Selected text
———

Pass the token as a query parameter: ws://example.com/ws/chat/lobby/?token=abc123. You cannot send custom headers in the browser’s WebSocket API, so query parameters or the first message after connection are your options.

CSRF and WebSocket

Django’s CsrfViewMiddleware can block WebSocket connections if your ASGI routing accidentally sends WebSocket requests through the HTTP middleware stack. The fix: make sure your ProtocolTypeRouter separates http and websocket paths correctly. WebSocket connections should never hit CSRF middleware.

If you are seeing 403 errors on WebSocket connections, check that your routing is not wrapping WebSocket URLs with Django’s standard middleware. The AuthMiddlewareStack handles session lookup without CSRF validation.

Deployment: Daphne vs Uvicorn

Use Uvicorn. It is faster than Daphne, supports HTTP/2, and has better ecosystem support. Daphne was the original ASGI server built alongside Channels, but Uvicorn with uvloop handles roughly 2x the concurrent connections per worker.

# Production: Uvicorn with multiple workers
uvicorn myproject.asgi:application \
    --host 0.0.0.0 \
    --port 8000 \
    --workers 4 \
    --loop uvloop \
    --log-level info

Running ASGI alongside WSGI

If you are migrating gradually, you can run both. Use Nginx to route WebSocket traffic to Uvicorn and regular HTTP traffic to Gunicorn:

upstream wsgi_backend {
    server 127.0.0.1:8001;  # Gunicorn
}

upstream asgi_backend {
    server 127.0.0.1:8000;  # Uvicorn
}

server {
    listen 80;
    server_name example.com;

    location /ws/ {
        proxy_pass http://asgi_backend;
        proxy_http_version 1.1;
        proxy_set_header Upgrade $http_upgrade;
        proxy_set_header Connection "upgrade";
        proxy_set_header Host $host;
        proxy_read_timeout 86400;
    }

    location / {
        proxy_pass http://wsgi_backend;
        proxy_set_header Host $host;
    }
}

This is the pragmatic approach for existing Django projects. You do not need to convert your entire app to ASGI just to add one WebSocket endpoint. Move to full ASGI when you are ready.

The proxy_read_timeout 86400 is critical. Nginx’s default timeout is 60 seconds. Without this, idle WebSocket connections get killed every minute.

Common mistakes

Sync code in async consumers. Any blocking call — ORM queries, time.sleep(), file I/O, HTTP requests with requests — freezes the entire event loop. Use database_sync_to_async for ORM calls, asyncio.sleep() instead of time.sleep(), and httpx or aiohttp instead of requests.

No channel layer in production. The default in-memory layer does not share state across workers. If worker 1 receives a message and worker 2 has the target client, the message is lost. Always use Redis in production.

Forgetting group_discard on disconnect. If a client disconnects and you do not remove them from the group, the channel layer accumulates dead channels. Redis cleans these up eventually, but it adds latency and wastes memory in the meantime.

Running Gunicorn for WebSocket. Gunicorn speaks WSGI. It cannot handle ASGI applications or WebSocket connections. If your WebSocket connections silently fail, check that you are actually running an ASGI server.

When Django Channels is overkill

Django Channels adds real complexity. You need Redis, an ASGI server, a different deployment pipeline, and async-aware code. For some use cases, that is not worth it.

———

Request A
In the Django Channels text, list each option passed to uvicorn in the production command, along with its value.

———

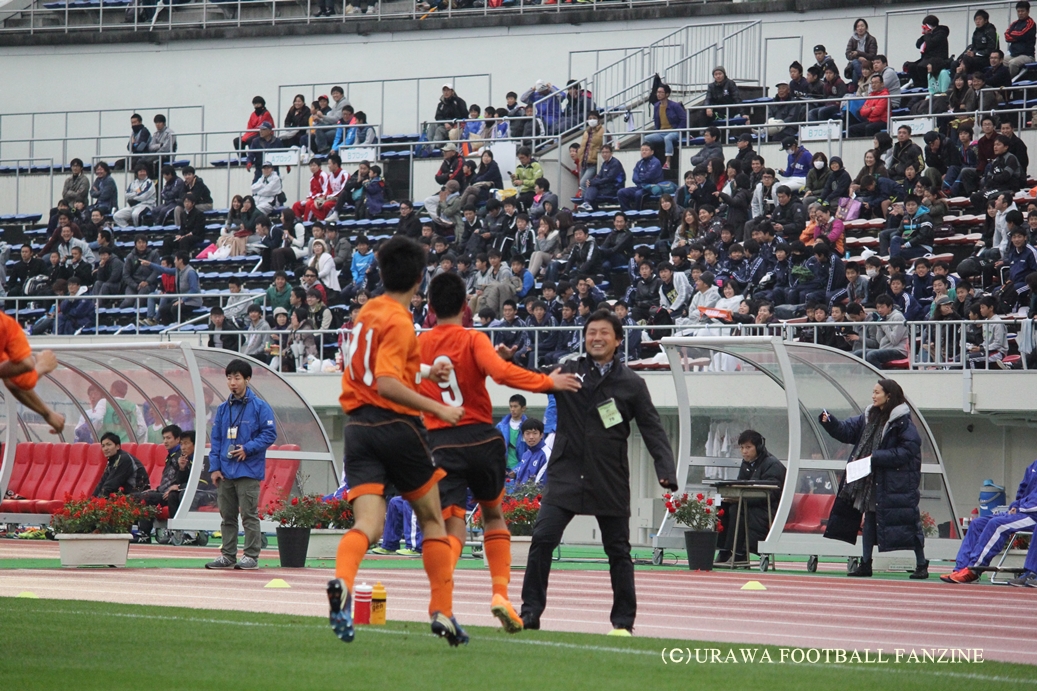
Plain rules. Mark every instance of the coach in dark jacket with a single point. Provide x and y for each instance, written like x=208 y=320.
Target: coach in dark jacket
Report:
x=758 y=466
x=589 y=472
x=888 y=498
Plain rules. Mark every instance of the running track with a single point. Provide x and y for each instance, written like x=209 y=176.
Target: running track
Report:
x=795 y=610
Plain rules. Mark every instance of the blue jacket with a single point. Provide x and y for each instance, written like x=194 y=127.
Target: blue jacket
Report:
x=610 y=177
x=675 y=113
x=647 y=171
x=800 y=163
x=359 y=267
x=505 y=429
x=1026 y=496
x=531 y=464
x=256 y=431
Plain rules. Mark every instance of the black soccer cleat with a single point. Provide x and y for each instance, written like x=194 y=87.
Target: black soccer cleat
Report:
x=341 y=610
x=447 y=627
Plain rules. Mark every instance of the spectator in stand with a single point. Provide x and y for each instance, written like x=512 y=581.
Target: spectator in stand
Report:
x=172 y=195
x=26 y=268
x=138 y=141
x=449 y=110
x=258 y=116
x=140 y=278
x=77 y=186
x=671 y=119
x=103 y=192
x=722 y=91
x=607 y=181
x=267 y=189
x=526 y=174
x=832 y=87
x=77 y=313
x=297 y=121
x=892 y=334
x=861 y=50
x=1020 y=36
x=140 y=199
x=933 y=47
x=646 y=176
x=163 y=144
x=547 y=101
x=195 y=186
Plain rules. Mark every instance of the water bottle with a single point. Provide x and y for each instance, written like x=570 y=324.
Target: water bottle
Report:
x=362 y=604
x=379 y=604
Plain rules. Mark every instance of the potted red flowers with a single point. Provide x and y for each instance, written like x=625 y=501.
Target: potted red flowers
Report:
x=95 y=531
x=702 y=518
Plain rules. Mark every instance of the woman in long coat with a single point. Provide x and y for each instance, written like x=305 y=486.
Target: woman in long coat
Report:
x=887 y=499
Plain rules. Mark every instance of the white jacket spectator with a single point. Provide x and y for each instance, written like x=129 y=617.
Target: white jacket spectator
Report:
x=141 y=196
x=265 y=189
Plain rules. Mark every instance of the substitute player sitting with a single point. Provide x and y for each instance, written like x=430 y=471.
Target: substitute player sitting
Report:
x=386 y=439
x=473 y=452
x=20 y=370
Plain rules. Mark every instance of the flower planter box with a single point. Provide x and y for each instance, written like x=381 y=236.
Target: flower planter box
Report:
x=324 y=544
x=520 y=551
x=93 y=550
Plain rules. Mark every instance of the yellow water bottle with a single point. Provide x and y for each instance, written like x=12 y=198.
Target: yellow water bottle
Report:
x=379 y=604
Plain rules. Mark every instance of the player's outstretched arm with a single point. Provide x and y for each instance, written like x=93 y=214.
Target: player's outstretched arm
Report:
x=394 y=390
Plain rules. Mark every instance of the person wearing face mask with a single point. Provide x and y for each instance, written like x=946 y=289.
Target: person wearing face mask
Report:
x=590 y=145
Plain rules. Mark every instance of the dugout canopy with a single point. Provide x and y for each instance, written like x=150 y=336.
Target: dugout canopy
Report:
x=726 y=385
x=135 y=390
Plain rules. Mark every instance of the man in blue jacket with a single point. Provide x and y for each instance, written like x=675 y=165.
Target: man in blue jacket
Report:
x=987 y=535
x=670 y=119
x=607 y=182
x=647 y=171
x=242 y=432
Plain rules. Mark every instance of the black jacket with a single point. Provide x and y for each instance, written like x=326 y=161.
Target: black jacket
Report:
x=120 y=475
x=589 y=469
x=896 y=463
x=766 y=470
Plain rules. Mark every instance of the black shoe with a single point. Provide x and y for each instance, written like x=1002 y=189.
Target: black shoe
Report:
x=921 y=572
x=862 y=570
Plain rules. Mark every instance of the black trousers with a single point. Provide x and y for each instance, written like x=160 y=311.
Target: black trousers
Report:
x=616 y=540
x=155 y=499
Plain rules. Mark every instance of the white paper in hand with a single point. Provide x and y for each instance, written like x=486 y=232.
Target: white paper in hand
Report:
x=858 y=469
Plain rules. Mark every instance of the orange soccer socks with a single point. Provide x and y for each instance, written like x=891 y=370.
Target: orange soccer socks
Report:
x=352 y=549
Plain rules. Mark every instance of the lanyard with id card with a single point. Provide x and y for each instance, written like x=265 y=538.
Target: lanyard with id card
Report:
x=610 y=413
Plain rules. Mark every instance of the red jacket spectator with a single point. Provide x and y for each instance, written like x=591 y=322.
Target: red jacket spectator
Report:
x=876 y=109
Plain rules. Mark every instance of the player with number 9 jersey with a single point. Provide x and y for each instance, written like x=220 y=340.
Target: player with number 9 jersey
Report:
x=382 y=343
x=473 y=358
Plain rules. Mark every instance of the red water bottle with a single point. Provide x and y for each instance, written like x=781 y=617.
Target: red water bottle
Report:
x=362 y=604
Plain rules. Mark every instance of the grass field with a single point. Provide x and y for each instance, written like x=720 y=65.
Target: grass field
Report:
x=69 y=644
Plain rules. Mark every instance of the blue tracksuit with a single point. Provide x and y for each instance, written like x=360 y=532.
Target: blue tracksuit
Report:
x=987 y=534
x=532 y=465
x=256 y=431
x=401 y=524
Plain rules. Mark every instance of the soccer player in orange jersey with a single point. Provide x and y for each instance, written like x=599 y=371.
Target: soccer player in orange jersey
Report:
x=20 y=370
x=473 y=452
x=386 y=440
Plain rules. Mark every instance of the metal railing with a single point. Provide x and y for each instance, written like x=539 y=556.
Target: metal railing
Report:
x=143 y=306
x=928 y=346
x=249 y=12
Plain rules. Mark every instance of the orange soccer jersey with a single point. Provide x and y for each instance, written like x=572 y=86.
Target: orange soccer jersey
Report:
x=382 y=343
x=474 y=358
x=15 y=347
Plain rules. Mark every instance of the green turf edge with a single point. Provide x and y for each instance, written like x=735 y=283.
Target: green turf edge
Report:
x=60 y=644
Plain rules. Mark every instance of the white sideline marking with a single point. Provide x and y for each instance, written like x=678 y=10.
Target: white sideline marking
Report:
x=520 y=641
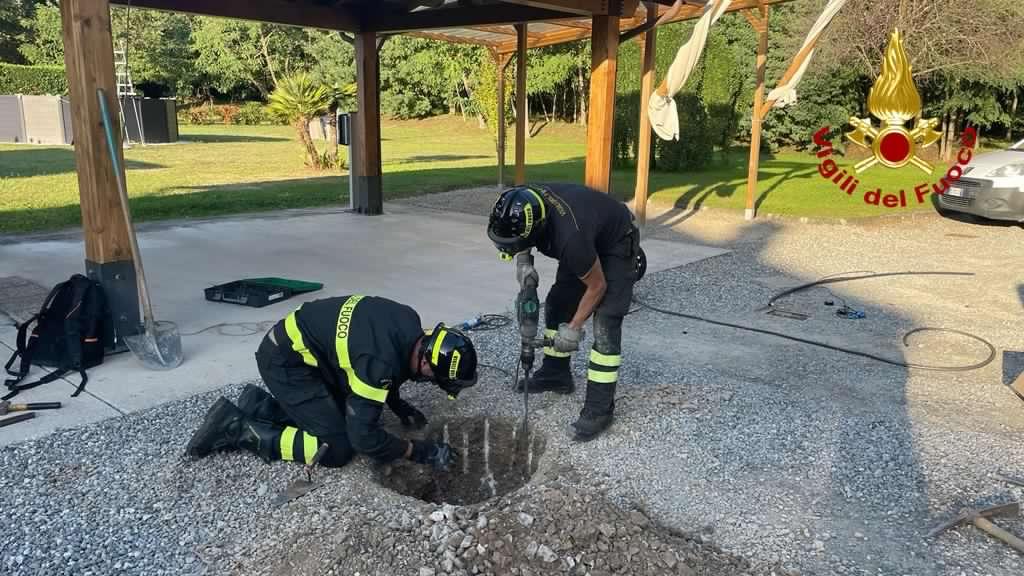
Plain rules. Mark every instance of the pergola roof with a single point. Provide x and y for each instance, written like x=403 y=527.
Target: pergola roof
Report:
x=482 y=23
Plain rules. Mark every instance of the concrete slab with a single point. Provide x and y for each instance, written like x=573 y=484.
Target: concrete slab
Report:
x=441 y=264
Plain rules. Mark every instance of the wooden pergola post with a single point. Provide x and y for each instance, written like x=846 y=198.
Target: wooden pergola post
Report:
x=501 y=63
x=89 y=65
x=601 y=113
x=647 y=51
x=520 y=105
x=367 y=131
x=760 y=25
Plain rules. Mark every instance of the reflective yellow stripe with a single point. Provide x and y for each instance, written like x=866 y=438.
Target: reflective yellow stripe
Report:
x=435 y=355
x=309 y=446
x=602 y=377
x=341 y=345
x=605 y=359
x=292 y=328
x=287 y=442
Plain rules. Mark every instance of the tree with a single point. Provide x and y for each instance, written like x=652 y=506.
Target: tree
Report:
x=298 y=99
x=13 y=15
x=41 y=38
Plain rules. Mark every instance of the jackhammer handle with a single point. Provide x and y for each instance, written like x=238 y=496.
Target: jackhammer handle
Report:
x=996 y=532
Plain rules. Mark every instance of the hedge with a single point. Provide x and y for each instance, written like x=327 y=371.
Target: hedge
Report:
x=41 y=80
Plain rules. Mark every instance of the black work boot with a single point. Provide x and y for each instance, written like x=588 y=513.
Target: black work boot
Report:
x=260 y=405
x=598 y=411
x=226 y=427
x=554 y=375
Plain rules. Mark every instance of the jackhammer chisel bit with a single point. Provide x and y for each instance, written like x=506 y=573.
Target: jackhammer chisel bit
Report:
x=6 y=406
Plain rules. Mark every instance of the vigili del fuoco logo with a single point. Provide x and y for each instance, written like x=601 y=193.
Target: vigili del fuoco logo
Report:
x=895 y=103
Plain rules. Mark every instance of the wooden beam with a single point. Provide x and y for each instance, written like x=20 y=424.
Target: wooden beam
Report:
x=501 y=63
x=367 y=170
x=601 y=113
x=582 y=7
x=384 y=19
x=446 y=38
x=647 y=52
x=521 y=124
x=89 y=66
x=505 y=31
x=759 y=94
x=278 y=11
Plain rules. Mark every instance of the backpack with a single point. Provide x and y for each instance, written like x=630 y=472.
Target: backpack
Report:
x=68 y=334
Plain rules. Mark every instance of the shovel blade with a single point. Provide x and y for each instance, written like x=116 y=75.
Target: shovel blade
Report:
x=297 y=489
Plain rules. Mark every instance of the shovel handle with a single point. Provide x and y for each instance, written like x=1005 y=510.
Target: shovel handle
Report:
x=36 y=406
x=996 y=532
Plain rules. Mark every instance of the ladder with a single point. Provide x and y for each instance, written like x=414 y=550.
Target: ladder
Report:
x=126 y=89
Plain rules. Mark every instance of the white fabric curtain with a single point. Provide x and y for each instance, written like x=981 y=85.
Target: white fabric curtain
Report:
x=786 y=93
x=662 y=109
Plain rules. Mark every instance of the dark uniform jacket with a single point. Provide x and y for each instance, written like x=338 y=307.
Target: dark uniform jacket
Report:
x=361 y=345
x=583 y=224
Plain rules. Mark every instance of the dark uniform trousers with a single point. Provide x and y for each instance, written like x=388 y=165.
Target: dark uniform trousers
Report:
x=315 y=413
x=563 y=299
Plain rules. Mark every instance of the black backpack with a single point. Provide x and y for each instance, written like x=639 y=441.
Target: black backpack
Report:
x=68 y=334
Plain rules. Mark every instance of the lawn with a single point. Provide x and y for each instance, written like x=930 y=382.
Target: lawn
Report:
x=232 y=169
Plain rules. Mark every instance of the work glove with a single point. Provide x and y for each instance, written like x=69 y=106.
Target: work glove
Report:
x=524 y=270
x=567 y=338
x=410 y=416
x=438 y=454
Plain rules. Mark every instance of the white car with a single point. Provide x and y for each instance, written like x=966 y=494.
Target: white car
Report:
x=992 y=187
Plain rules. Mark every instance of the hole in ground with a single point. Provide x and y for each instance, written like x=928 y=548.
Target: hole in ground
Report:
x=494 y=460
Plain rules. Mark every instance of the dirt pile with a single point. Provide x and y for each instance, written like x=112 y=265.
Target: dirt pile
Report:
x=553 y=528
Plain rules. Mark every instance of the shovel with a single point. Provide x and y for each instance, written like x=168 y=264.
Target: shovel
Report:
x=158 y=345
x=302 y=487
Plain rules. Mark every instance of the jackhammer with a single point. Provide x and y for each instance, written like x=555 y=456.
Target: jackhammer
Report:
x=527 y=306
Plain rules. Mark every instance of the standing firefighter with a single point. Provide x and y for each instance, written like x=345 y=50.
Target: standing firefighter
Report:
x=332 y=366
x=597 y=246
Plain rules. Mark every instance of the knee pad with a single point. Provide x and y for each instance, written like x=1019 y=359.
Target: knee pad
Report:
x=607 y=334
x=339 y=452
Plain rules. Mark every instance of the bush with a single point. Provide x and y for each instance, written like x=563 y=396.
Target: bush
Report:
x=252 y=114
x=38 y=80
x=228 y=113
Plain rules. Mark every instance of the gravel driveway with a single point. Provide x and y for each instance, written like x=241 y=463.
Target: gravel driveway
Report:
x=733 y=452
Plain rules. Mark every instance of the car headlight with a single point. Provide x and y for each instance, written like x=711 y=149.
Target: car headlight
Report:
x=1008 y=171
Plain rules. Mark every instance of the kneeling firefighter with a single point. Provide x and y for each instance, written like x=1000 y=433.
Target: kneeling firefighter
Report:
x=597 y=245
x=331 y=366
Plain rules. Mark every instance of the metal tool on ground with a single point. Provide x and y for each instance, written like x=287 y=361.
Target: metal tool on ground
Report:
x=6 y=406
x=979 y=518
x=527 y=306
x=302 y=487
x=16 y=418
x=158 y=345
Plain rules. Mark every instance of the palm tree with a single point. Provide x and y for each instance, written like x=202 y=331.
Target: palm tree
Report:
x=298 y=99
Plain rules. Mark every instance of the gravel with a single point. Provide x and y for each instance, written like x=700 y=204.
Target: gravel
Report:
x=732 y=452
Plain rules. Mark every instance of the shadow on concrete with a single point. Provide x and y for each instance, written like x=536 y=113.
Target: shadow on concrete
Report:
x=440 y=158
x=229 y=138
x=41 y=161
x=261 y=196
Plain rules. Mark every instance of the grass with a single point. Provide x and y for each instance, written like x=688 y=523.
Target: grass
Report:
x=233 y=169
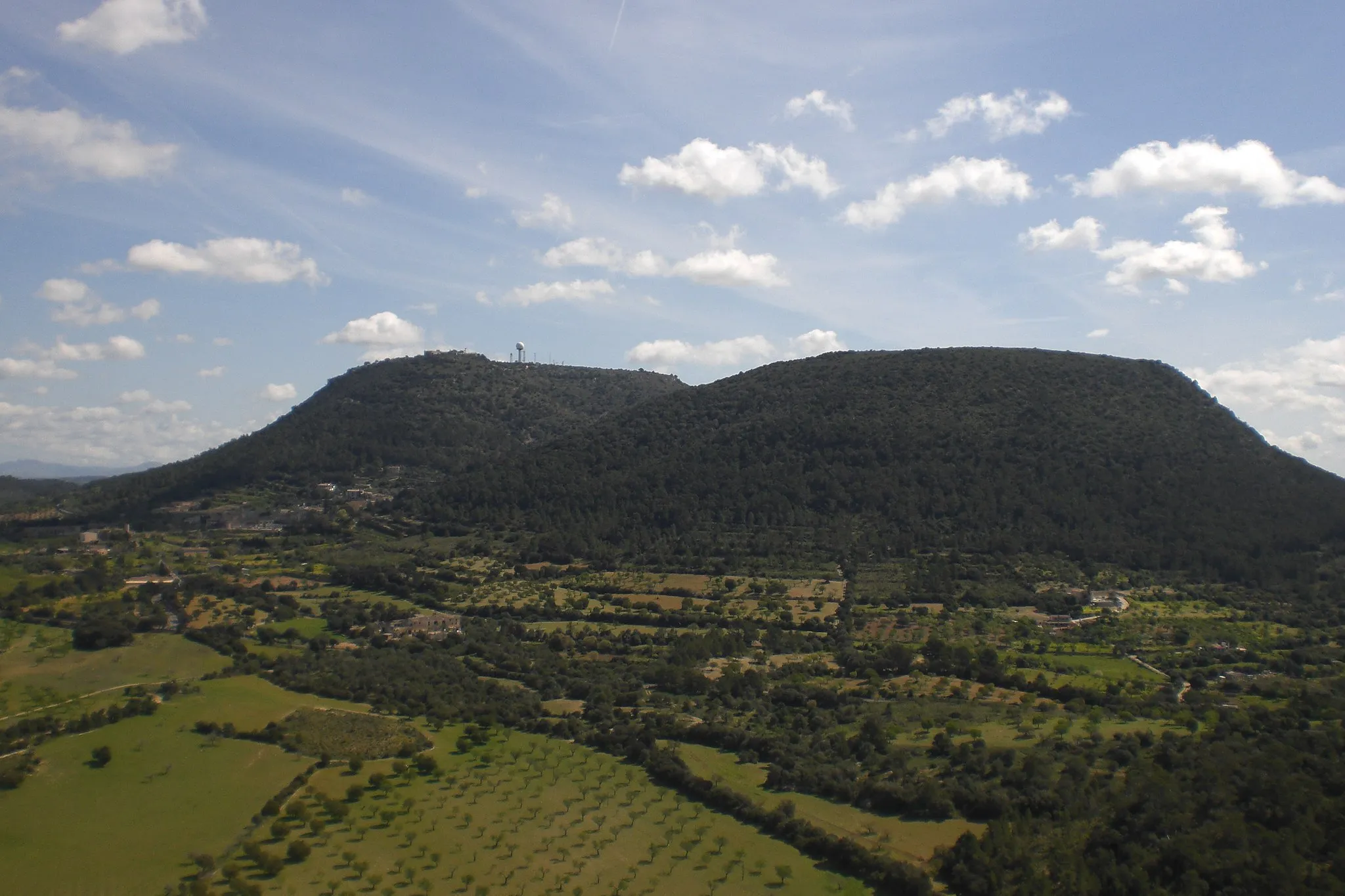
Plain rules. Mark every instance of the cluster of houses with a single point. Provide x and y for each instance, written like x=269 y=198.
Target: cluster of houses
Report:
x=436 y=626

———

Request B
In the records, copy every line from the one containing "Plain rules. Mark every instance of the white sideline" up to and including the one containing "x=441 y=264", requests included, and add 137 to each x and y coordinate in the answers. Leave out the pictures.

Complete response A
--host 0.0.0.0
--port 8000
--workers 4
--loop uvloop
--log-level info

Complete response B
Plain rules. Mark every instance of the white sideline marking with a single point. Provide x and y for each instance, written like x=678 y=10.
Target: white sideline marking
Report:
x=657 y=778
Plain rules. Mark every instance of the pergola roof with a single point. Provide x and y for each instance, written like x=403 y=527.
Target: pergola roof
Report:
x=619 y=160
Plain rules. Mark every instance of the concrete slab with a single point. Provide x and y for each instance, written like x=573 y=484.
Target: concrete slab
Report:
x=578 y=401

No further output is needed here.